### [TRECHO DE ORIGEM]
Novos imperativos sociais

Os novos imperativos sociais
Gostaria que falasse um pouco sobre estereótipos e rótulos. A sociedade é preconceituosa e julga o outro o tempo inteiro. Gabriel Garcia dos Santos – Campinas (SP)

A pergunta é de extrema importância. A partir de um mal-estar que parece típico da nossa época, a psicanálise enfrenta questões novas que diferenciam de alguma forma os sintomas e a patologia do homem contemporâneo daqueles da época de Freud.

Artigos e livros publicados recentemente têm mostrado um grande interesse pelas questões que envolvem esse olhar que pesa sobre todos nós e que nos julga a partir de “estereótipos e rótulos”, que geram um mal-estar psíquico envolvendo estados depressivos profundos, síndromes de pânico e fobias, estados maníaco-depressivos, melancolia aguda ou sintomatologias que beiram a perversão.

Algo mudou? Apesar do ser humano ser essencialmente o mesmo e apesar de continuarem válidas as grandes descobertas da psicanálise sobre o desenvolvimento psíquico, seu dinamismo e a descrição dos elementos que o constituem, a prática clínica mostra que algo mudou.

Um dos aspectos mais chamativos da sociedade atual é a inflação de informações e de sugestões de consumo que vêm da mídia e que nos bombardeiam no dia-a-dia, convidando-nos a fazer isso, comprar aquilo, usar tal coisa, fazer tal viagem, etc. Quando eu era criança, na Itália não havia outdoors. Os únicos apelos vinham dos slogans que ainda estavam gravados nas paredes externas de alguns edifícios, herança de época fascista (algo parecido aconteceu no Brasil durante a ditadura militar), encorajando a população a fazer isso ou aquilo. Na época do nazi-fascismo, de fato, houve um primeiro grande bombardeio de slogans publicitários, que visavam transmitir pequenas mensagens, repetidas infinitas vezes em jornais, revistas, no rádio, nas falas do dia-a-dia, que tinham a função de fixar em palavras um pensamento que não precisava ser pensado. O slogan já pensava por si só, se impondo à mente como um imperativo categórico que não podia ser questionado. Questioná-lo, aliás, podia custar a perda da liberdade ou até a vida.

Inicia-se com isso um grande deslocamento. Os ditames e as regras, socialmente aceitos e até então transmitidos de geração em geração através da família, sobretudo na pessoa do pai que os impunha como formas do bem viver em sociedade, são substituídos por outros ditames, os slogans publicitários.

### [REGISTROS FORNECIDOS]
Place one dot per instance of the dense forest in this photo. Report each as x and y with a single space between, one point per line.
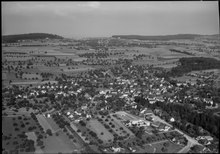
30 36
194 64
163 37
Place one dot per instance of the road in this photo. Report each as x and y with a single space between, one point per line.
191 141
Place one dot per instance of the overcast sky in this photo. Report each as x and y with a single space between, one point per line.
94 19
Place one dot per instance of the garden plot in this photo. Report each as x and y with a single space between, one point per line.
97 127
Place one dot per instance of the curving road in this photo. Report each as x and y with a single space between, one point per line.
191 141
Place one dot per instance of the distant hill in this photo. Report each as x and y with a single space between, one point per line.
160 37
30 36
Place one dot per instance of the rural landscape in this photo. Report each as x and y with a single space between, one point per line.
117 94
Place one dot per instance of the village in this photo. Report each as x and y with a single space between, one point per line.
112 109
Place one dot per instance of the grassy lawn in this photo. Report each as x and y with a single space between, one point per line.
61 143
97 127
12 127
53 125
43 122
170 148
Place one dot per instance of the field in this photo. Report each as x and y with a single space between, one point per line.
43 122
97 127
170 148
12 127
60 143
54 126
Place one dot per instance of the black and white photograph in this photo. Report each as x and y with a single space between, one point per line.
110 77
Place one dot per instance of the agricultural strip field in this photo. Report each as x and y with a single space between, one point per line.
12 127
60 143
44 122
53 125
170 148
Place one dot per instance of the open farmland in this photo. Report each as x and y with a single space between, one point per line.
44 122
166 147
13 127
60 143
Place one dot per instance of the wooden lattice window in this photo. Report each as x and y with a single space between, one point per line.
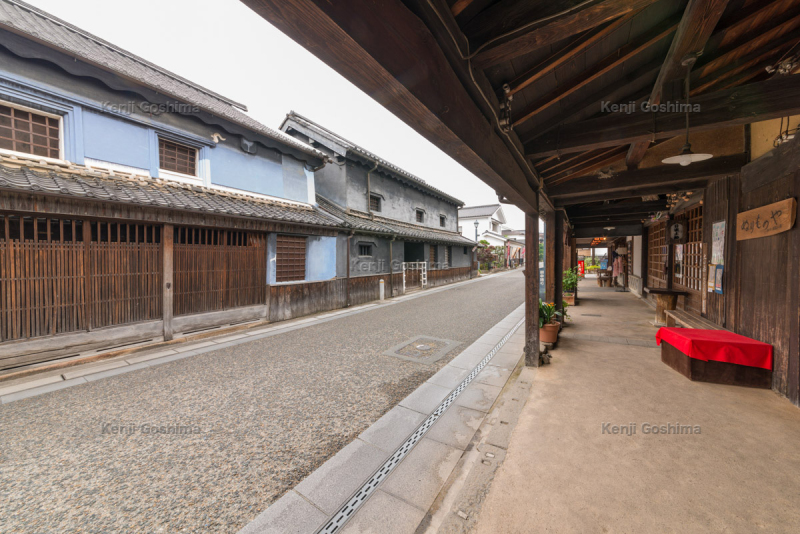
290 258
29 132
374 203
689 265
657 255
178 158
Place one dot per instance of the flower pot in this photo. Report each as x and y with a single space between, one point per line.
549 333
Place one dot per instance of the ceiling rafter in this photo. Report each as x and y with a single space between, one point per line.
696 26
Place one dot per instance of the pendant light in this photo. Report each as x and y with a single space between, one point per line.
687 156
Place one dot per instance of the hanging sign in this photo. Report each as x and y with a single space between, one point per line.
767 220
718 243
677 233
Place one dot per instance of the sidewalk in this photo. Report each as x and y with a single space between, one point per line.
564 474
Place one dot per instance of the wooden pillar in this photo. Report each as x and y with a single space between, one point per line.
167 244
347 286
558 260
532 355
549 256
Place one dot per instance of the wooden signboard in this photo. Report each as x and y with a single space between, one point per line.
767 220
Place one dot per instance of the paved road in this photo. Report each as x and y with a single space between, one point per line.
266 413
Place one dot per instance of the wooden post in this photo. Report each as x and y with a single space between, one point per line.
347 287
532 355
558 260
550 273
167 243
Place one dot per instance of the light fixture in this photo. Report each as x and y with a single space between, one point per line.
686 156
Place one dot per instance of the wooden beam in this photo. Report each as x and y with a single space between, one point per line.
746 104
605 94
636 192
536 35
698 22
651 176
617 208
377 46
605 65
572 50
595 164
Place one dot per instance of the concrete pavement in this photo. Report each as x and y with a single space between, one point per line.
738 471
229 429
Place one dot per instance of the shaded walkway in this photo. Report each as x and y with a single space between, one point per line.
563 474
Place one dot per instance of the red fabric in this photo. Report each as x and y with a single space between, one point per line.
718 346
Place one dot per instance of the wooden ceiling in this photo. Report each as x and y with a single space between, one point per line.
537 73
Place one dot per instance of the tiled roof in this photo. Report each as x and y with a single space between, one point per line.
28 20
90 184
478 211
384 226
350 146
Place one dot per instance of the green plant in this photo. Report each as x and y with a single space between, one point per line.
564 313
570 281
547 312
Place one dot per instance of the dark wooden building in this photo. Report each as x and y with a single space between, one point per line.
544 102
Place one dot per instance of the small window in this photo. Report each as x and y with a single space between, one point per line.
174 157
29 133
290 258
374 203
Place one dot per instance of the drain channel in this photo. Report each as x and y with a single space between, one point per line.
345 512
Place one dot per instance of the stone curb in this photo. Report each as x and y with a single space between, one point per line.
417 480
81 374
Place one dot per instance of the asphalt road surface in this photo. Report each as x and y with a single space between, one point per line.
262 414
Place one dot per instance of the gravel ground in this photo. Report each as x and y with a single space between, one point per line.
258 418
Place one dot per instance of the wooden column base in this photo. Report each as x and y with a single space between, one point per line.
715 372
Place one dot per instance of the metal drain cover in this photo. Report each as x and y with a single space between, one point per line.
422 349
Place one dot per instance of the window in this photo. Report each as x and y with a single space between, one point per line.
290 258
374 203
29 132
173 157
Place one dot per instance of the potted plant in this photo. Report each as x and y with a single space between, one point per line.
569 284
548 326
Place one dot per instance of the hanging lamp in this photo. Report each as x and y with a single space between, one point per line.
687 156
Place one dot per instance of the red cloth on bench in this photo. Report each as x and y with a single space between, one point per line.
718 346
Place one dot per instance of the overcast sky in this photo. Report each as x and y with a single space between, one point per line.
224 46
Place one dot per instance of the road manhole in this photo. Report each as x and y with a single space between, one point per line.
422 349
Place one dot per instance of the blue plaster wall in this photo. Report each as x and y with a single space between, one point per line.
259 173
321 258
109 139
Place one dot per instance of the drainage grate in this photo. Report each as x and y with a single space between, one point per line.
346 511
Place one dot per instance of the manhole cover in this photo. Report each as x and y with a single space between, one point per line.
422 349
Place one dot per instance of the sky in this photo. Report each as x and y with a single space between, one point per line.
224 46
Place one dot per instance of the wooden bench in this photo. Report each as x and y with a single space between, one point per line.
690 320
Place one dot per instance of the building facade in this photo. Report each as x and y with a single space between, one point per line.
399 225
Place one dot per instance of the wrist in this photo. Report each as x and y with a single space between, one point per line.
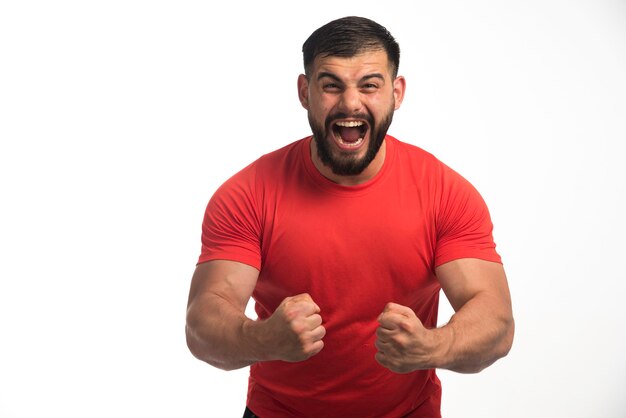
254 337
443 339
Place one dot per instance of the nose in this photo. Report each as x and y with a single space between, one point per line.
350 101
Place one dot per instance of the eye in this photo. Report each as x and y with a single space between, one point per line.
331 86
370 87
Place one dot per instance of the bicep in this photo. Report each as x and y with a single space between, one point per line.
465 279
231 281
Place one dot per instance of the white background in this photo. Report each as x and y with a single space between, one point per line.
119 119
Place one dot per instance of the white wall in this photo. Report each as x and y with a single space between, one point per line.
119 119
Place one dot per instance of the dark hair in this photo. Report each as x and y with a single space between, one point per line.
350 36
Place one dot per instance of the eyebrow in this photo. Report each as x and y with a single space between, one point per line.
364 78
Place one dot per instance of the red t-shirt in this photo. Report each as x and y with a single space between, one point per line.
353 249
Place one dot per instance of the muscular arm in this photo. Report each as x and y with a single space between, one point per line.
479 333
216 318
481 330
219 333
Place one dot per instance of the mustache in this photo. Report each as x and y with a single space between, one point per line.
340 115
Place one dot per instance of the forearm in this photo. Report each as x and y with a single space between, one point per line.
475 337
221 335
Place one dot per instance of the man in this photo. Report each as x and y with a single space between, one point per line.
344 240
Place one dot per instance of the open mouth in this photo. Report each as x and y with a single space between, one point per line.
350 134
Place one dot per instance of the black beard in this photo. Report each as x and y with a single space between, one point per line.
345 164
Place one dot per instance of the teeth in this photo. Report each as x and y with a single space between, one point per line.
350 124
351 144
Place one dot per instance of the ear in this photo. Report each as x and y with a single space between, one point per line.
399 86
303 91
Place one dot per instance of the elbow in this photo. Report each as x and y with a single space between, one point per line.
499 350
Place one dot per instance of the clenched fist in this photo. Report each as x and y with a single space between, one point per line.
294 331
402 341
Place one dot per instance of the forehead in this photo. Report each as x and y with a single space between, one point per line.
353 67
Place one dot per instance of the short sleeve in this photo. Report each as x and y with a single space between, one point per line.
463 222
231 229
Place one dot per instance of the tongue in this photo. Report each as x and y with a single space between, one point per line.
349 134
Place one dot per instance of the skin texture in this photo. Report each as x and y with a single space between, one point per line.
481 330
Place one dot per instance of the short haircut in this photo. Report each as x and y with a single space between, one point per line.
348 37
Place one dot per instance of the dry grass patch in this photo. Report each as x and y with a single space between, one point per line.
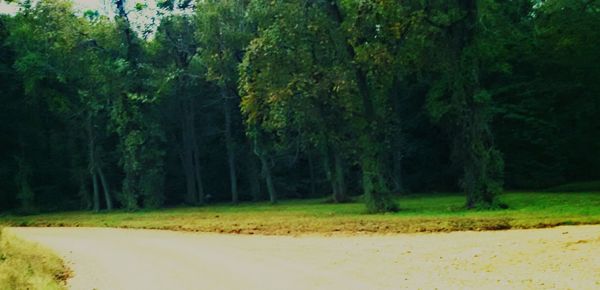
25 265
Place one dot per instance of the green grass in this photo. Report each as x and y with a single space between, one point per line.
25 265
577 187
419 213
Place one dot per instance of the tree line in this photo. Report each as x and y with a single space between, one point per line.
261 100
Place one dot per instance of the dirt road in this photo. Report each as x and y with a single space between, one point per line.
113 259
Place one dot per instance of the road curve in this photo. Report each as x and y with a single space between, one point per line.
114 259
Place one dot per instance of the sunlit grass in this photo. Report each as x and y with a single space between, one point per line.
24 265
419 213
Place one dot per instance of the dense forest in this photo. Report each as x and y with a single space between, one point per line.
191 102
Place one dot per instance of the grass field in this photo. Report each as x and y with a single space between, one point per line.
419 213
25 265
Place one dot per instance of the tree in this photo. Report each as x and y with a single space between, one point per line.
223 35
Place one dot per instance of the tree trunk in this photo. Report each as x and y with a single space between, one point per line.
253 178
92 162
229 143
266 171
311 169
375 187
107 197
187 155
329 172
340 182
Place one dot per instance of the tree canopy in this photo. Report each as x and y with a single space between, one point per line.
204 101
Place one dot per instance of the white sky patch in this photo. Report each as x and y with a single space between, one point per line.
139 19
6 8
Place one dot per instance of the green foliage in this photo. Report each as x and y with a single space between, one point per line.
342 97
24 265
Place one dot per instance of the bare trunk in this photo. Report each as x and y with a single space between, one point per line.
230 146
92 163
311 169
187 157
339 178
253 178
107 197
266 171
199 184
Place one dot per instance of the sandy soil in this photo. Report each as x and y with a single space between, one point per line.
558 258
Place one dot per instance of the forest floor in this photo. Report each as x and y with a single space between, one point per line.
565 257
418 213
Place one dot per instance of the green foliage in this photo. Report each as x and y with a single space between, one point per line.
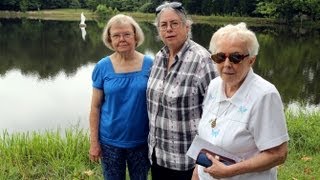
147 8
56 154
266 9
74 4
23 5
304 132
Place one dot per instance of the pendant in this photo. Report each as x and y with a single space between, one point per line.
213 122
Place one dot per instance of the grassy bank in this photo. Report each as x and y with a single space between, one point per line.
64 155
74 15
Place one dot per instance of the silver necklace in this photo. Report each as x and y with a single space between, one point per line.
213 121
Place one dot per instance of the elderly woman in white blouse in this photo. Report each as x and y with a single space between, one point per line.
243 113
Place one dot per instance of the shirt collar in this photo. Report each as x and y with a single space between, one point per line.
238 98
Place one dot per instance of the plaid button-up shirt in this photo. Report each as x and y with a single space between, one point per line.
174 99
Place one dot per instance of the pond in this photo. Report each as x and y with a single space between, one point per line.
45 69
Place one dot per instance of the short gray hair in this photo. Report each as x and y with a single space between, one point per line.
122 19
236 31
180 12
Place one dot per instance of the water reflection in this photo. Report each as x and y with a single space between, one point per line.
83 33
28 103
46 67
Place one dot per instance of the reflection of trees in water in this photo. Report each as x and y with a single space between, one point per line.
45 48
287 58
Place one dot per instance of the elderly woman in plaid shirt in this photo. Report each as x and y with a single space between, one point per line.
177 84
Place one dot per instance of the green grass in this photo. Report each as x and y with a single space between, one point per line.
74 14
64 155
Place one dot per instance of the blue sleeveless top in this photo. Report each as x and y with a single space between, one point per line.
123 118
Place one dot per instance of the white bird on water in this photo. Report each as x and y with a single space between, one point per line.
82 20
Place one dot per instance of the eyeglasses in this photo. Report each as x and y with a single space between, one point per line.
174 5
173 25
235 57
117 36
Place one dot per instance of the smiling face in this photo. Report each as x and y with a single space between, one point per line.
173 32
122 38
233 74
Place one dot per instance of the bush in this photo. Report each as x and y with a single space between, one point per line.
147 8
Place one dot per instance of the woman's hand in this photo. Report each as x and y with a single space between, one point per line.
95 152
195 175
217 169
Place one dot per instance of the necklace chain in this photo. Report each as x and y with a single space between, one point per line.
213 122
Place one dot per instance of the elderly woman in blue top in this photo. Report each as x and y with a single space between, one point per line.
178 81
243 113
118 117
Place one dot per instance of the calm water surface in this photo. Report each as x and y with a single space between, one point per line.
45 68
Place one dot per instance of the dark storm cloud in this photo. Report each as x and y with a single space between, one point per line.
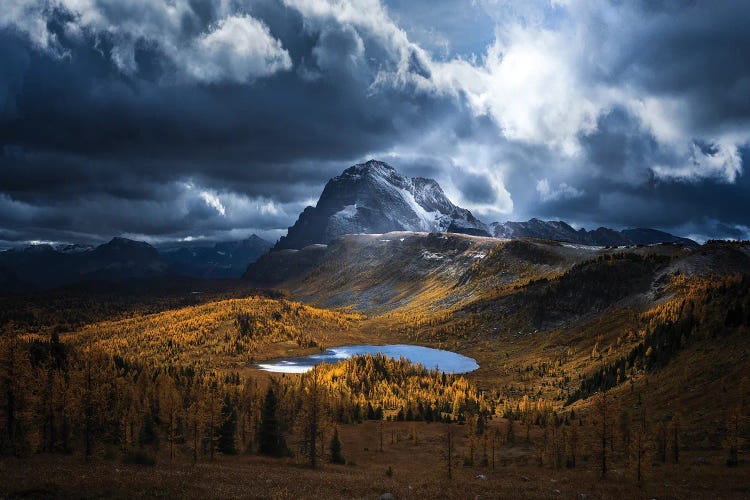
213 119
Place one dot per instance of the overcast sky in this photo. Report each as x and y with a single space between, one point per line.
163 120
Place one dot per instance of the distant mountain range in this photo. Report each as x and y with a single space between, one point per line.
561 231
226 259
368 198
373 198
121 259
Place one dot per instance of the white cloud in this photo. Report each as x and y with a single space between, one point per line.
237 48
722 162
214 202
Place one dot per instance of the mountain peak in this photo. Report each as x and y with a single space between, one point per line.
601 236
373 197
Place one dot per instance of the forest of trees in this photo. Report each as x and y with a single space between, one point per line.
60 397
704 310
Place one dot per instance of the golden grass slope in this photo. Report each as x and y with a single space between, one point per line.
209 334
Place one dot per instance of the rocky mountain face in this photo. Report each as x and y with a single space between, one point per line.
561 231
373 198
226 259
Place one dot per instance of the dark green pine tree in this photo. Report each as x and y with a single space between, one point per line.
335 448
228 429
270 441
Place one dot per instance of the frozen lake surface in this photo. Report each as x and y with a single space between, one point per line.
445 361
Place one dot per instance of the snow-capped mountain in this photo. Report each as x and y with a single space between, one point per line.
372 198
225 259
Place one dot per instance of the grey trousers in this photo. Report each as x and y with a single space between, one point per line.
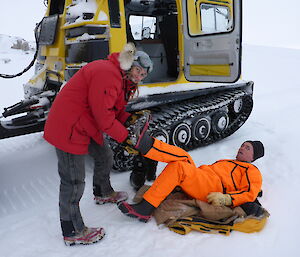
71 169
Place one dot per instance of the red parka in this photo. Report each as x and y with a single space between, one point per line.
92 102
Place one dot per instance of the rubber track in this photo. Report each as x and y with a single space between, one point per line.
168 116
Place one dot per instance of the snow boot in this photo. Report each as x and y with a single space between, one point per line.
141 211
85 237
115 197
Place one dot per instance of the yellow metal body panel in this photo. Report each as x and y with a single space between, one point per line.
209 70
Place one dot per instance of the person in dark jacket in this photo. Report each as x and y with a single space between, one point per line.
223 183
91 104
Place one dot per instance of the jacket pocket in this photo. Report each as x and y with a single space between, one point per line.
78 134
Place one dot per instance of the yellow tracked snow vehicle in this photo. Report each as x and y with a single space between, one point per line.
196 49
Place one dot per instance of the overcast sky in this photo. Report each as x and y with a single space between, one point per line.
266 22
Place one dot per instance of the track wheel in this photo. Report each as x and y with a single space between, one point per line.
201 128
220 121
238 105
181 134
161 135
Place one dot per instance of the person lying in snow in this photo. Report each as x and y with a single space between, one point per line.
224 183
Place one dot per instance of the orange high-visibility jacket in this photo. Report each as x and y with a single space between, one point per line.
241 180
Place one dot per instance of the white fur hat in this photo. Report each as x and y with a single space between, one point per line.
126 56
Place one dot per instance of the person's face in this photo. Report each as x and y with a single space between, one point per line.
137 74
245 153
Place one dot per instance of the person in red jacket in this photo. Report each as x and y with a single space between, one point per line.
91 104
224 183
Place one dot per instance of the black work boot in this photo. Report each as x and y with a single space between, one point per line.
138 174
141 211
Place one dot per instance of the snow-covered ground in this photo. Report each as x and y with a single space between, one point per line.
29 183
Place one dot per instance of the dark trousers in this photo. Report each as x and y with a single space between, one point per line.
71 169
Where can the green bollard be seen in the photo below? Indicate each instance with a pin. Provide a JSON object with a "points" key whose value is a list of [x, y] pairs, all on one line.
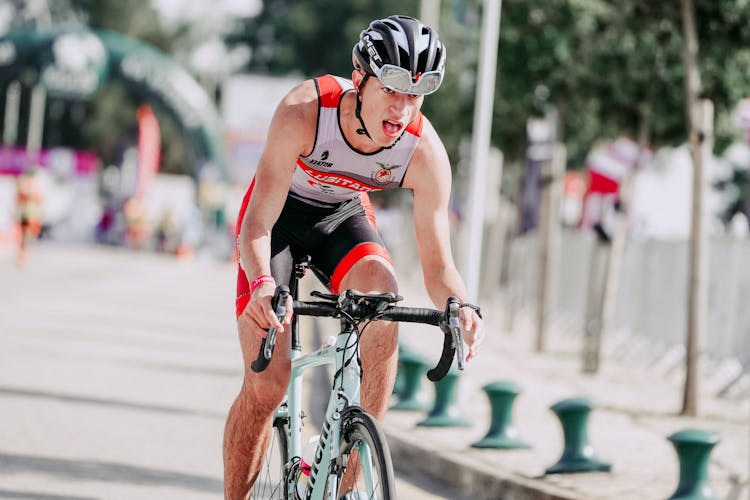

### [FAÇA O SEGUINTE]
A. Responda a cada pergunta de acordo com o trecho:
(i) De que cidade é a pessoa que enviou a pergunta?
(ii) O que não havia na Itália quando quem escreve era criança?
(iii) Os ditames transmitidos pela família foram substituídos por quê?
B. Diga se cada afirmação concorda com o trecho. Responda sim ou não e cite as palavras do trecho que decidem.
(i) As grandes descobertas da psicanálise sobre o desenvolvimento psíquico deixaram de ser válidas.
(ii) Na época do nazi-fascismo, questionar o slogan podia custar a vida.
(iii) Os ditames e as regras eram transmitidos sobretudo na pessoa da mãe.
Responda usando apenas o trecho.

### [RESPOSTAS ESPERADAS]
A.
(i) Campinas (SP).
(ii) Outdoors.
(iii) Por outros ditames, os slogans publicitários.

B.
(i) Não: "apesar de continuarem válidas as grandes descobertas da psicanálise sobre o desenvolvimento psíquico".
(ii) Sim: "Questioná-lo, aliás, podia custar a perda da liberdade ou até a vida."
(iii) Não: "sobretudo na pessoa do pai que os impunha como formas do bem viver em sociedade".